Your task: Tally the lines below that contain the word "person", and give only that number.

[Items from a dataset]
● ● ● ● ● ● ●
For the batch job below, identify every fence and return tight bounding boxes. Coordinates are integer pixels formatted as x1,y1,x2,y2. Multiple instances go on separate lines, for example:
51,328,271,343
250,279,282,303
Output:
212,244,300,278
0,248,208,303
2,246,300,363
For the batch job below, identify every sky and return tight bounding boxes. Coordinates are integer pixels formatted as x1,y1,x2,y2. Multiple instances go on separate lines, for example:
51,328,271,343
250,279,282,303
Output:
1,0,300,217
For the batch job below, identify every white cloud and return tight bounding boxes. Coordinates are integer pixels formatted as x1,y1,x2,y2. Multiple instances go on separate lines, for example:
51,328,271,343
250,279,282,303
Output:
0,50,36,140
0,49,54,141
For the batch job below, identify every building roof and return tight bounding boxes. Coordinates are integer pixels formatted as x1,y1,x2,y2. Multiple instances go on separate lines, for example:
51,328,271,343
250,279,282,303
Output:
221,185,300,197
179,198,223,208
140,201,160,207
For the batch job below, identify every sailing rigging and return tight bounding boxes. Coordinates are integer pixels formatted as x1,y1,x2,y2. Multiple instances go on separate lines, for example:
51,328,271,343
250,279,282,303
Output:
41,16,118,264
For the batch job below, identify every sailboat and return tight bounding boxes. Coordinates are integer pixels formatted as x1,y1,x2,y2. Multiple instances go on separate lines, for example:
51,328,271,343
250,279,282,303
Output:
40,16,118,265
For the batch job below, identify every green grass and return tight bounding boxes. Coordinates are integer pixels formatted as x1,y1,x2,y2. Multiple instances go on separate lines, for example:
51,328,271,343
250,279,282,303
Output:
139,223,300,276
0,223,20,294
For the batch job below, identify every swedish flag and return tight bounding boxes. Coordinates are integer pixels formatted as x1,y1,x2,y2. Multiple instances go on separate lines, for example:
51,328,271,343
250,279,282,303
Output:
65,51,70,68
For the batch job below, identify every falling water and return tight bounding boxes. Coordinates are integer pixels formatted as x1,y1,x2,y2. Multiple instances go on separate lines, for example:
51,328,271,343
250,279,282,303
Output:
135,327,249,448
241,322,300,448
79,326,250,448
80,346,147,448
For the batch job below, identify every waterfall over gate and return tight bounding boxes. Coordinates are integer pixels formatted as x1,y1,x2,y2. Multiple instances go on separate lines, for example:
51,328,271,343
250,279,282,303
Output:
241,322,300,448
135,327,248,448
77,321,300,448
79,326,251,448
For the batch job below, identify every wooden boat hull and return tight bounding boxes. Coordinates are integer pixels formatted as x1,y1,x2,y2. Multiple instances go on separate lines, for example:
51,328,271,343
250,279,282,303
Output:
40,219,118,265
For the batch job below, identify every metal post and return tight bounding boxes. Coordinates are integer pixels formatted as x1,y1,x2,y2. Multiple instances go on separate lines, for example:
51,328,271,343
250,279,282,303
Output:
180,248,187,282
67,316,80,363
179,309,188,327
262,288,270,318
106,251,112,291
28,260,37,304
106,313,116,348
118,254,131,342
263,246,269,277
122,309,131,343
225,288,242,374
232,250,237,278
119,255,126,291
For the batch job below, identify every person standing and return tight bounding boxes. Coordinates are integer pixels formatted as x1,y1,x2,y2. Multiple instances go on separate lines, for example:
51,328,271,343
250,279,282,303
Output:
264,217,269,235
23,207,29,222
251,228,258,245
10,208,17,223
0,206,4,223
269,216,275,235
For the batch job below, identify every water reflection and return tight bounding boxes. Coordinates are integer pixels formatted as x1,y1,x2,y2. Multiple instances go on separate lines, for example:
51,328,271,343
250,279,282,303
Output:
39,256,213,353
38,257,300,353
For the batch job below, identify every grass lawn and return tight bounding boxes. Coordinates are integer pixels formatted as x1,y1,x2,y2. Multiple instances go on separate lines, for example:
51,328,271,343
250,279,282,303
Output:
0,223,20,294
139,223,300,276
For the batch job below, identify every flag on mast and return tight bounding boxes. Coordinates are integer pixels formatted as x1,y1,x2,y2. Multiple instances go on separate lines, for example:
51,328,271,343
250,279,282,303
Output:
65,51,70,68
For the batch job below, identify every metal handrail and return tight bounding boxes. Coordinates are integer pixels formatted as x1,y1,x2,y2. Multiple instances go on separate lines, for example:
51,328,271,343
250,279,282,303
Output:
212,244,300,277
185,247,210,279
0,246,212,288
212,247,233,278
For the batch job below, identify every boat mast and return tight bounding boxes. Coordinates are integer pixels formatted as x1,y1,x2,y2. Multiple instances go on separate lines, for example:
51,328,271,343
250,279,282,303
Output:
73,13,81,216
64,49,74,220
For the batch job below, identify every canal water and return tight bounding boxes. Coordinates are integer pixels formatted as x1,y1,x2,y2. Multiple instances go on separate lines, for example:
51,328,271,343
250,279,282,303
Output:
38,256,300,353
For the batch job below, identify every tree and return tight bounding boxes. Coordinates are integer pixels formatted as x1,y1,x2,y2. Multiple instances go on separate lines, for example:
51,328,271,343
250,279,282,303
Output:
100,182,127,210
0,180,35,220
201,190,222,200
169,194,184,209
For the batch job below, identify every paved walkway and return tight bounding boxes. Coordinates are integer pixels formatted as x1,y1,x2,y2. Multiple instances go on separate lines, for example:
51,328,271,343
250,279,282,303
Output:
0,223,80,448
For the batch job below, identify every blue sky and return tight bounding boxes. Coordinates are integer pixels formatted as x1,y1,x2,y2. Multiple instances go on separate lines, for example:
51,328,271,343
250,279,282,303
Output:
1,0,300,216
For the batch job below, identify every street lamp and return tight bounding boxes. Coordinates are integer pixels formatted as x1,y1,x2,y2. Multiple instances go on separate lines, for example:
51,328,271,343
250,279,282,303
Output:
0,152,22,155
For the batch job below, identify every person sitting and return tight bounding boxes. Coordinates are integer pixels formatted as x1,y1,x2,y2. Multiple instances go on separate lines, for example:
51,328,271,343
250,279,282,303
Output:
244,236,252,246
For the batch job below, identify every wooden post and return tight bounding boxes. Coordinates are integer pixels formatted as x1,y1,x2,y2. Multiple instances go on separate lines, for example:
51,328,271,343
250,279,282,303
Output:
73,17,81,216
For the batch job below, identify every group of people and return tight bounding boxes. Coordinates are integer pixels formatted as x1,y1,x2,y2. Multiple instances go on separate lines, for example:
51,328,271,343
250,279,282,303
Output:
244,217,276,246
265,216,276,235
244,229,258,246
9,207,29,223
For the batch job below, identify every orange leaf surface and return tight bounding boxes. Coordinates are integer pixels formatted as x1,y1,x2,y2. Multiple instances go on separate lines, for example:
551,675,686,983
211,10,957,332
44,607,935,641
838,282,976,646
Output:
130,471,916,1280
● ● ● ● ● ● ●
Problem solution: 2